Dataset excerpts on object pointing
↓↓↓

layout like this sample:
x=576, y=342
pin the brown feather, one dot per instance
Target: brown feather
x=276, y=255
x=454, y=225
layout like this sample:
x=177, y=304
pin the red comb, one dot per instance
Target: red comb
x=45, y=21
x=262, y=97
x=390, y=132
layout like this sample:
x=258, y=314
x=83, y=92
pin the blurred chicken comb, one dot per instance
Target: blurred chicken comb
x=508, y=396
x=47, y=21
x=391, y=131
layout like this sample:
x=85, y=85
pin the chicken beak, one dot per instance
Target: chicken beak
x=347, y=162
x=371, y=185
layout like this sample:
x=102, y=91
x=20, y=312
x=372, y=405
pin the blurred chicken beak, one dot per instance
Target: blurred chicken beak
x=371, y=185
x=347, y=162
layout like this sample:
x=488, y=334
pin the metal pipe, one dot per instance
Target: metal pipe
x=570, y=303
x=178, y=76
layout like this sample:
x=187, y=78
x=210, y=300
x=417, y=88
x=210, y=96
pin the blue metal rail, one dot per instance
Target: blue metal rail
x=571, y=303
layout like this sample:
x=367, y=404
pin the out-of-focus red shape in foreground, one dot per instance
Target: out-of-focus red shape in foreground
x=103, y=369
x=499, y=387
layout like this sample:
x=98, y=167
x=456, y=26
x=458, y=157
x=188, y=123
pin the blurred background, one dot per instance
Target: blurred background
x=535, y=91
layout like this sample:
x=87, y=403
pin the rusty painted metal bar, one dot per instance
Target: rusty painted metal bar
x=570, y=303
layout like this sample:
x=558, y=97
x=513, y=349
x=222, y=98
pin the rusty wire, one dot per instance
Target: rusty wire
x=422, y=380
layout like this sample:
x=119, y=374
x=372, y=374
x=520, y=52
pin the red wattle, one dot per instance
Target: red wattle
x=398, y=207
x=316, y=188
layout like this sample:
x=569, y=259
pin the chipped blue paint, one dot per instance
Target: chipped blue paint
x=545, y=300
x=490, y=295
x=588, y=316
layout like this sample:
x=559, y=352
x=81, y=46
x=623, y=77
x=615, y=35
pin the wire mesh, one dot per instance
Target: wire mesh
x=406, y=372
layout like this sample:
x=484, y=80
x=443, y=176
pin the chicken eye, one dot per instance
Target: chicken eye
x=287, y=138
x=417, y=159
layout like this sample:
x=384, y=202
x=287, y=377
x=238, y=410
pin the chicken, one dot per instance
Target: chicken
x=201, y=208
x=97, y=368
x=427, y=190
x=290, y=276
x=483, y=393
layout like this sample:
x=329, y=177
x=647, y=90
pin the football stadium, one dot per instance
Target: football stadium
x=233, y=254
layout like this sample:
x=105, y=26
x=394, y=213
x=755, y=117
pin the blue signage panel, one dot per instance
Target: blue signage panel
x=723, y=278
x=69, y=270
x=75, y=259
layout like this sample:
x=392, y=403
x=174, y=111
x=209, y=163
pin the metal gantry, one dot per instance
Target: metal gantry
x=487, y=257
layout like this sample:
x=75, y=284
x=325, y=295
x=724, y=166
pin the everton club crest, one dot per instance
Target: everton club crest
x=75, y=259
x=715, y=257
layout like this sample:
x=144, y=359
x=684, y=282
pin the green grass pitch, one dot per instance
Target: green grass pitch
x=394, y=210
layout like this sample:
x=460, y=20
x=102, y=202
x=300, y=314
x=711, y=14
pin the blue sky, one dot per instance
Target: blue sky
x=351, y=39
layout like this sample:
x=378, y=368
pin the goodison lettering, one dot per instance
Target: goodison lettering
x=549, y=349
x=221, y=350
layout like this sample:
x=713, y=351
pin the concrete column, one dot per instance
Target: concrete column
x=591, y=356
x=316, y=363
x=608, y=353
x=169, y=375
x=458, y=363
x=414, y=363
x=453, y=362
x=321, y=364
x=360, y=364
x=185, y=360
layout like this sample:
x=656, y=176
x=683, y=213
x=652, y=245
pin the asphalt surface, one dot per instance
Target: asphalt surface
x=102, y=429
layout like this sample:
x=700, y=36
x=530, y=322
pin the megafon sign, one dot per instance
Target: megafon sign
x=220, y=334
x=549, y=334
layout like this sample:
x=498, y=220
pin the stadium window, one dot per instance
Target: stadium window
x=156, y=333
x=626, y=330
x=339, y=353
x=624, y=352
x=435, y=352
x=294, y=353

↑↑↑

Output these lines verbatim, covering all of the material above.

layout like this sample:
x=576, y=342
pin the brown feather, one dot per instance
Target: brown feather
x=276, y=255
x=454, y=225
layout like this sample:
x=177, y=304
pin the red comb, one dot per instance
Target: red comb
x=45, y=21
x=262, y=97
x=390, y=132
layout like this sample:
x=258, y=314
x=83, y=92
pin the blurred chicken comb, one dot per instance
Target: blurred chicken comb
x=508, y=396
x=47, y=21
x=391, y=131
layout like this sample:
x=85, y=85
pin the chicken beak, one dot per instance
Target: chicken beak
x=347, y=162
x=371, y=185
layout like this sample:
x=102, y=91
x=20, y=312
x=372, y=405
pin the blurred chicken beak, one dot per instance
Target: blurred chicken beak
x=371, y=185
x=347, y=162
layout like this sample:
x=488, y=334
pin the metal pipe, one dot per instance
Target: metal pipe
x=570, y=303
x=178, y=76
layout like this sample:
x=187, y=78
x=210, y=300
x=417, y=88
x=210, y=96
pin the blue metal rail, one dot per instance
Target: blue metal rail
x=571, y=303
layout like this sample:
x=367, y=404
pin the out-of-focus red shape in foreground, one dot per instance
Target: out-of-focus red shape in foreground
x=103, y=369
x=499, y=387
layout like this sample:
x=98, y=167
x=456, y=26
x=458, y=157
x=188, y=123
pin the blurred background, one dot per instance
Target: blurred background
x=535, y=91
layout like this sample:
x=87, y=403
pin the rusty painted metal bar, one dot per instance
Target: rusty painted metal bar
x=570, y=303
layout like this sample:
x=558, y=97
x=513, y=349
x=222, y=98
pin the rusty wire, one dot per instance
Target: rusty wire
x=422, y=380
layout like this sample:
x=119, y=374
x=372, y=374
x=520, y=52
pin the red wattle, one dot per instance
Target: red wattle
x=398, y=207
x=316, y=188
layout like this sample:
x=569, y=259
pin the chipped blue paint, one dot per instance
Target: chipped blue paint
x=545, y=300
x=490, y=295
x=588, y=316
layout like this sample:
x=559, y=352
x=81, y=46
x=623, y=77
x=615, y=35
pin the wire mesh, one dot per instance
Target: wire mesh
x=406, y=372
layout like this sample:
x=484, y=80
x=443, y=176
pin the chicken eye, one dot per instance
Target: chicken eye
x=287, y=138
x=417, y=159
layout like this sample:
x=384, y=202
x=287, y=377
x=238, y=410
pin the chicken, one dot per instance
Target: chicken
x=201, y=208
x=97, y=368
x=427, y=190
x=290, y=276
x=483, y=393
layout like this sample:
x=329, y=177
x=647, y=90
pin the football stadium, one dot per instance
Target: football stadium
x=233, y=254
layout like this sample:
x=105, y=26
x=394, y=213
x=755, y=117
pin the blue signage panel, one dot per instance
Target: blue signage panel
x=723, y=278
x=69, y=270
x=75, y=259
layout like this sample:
x=392, y=403
x=174, y=111
x=209, y=163
pin the metal gantry, one dot per instance
Target: metal gantry
x=487, y=257
layout like this sample:
x=75, y=284
x=325, y=295
x=724, y=166
pin the everton club crest, one dot per instance
Target: everton club crest
x=75, y=259
x=715, y=257
layout like this sample:
x=144, y=359
x=684, y=282
pin the green grass pitch, one dot per instance
Target: green grass pitch
x=394, y=210
layout like this sample:
x=460, y=20
x=102, y=202
x=300, y=314
x=711, y=14
pin the blue sky, one dot per instance
Target: blue sky
x=351, y=39
layout like this sample:
x=378, y=368
pin the goodison lettering, one dot per instance
Target: goodison lettering
x=549, y=349
x=221, y=350
layout like this sample:
x=713, y=351
pin the concrete column, one dot per instance
Target: concrete column
x=591, y=356
x=316, y=363
x=608, y=353
x=169, y=375
x=458, y=363
x=414, y=363
x=453, y=362
x=321, y=364
x=360, y=364
x=185, y=360
layout like this sample:
x=656, y=176
x=683, y=213
x=652, y=245
pin the asphalt surface, one dot per instance
Target: asphalt surface
x=102, y=429
layout like this sample:
x=700, y=36
x=530, y=322
pin the megafon sign, one dot per instance
Target: megafon sign
x=220, y=334
x=549, y=334
layout like this sample:
x=498, y=220
pin the stadium window, one dot per instance
Target: stadium window
x=156, y=333
x=626, y=330
x=339, y=353
x=624, y=352
x=435, y=352
x=294, y=353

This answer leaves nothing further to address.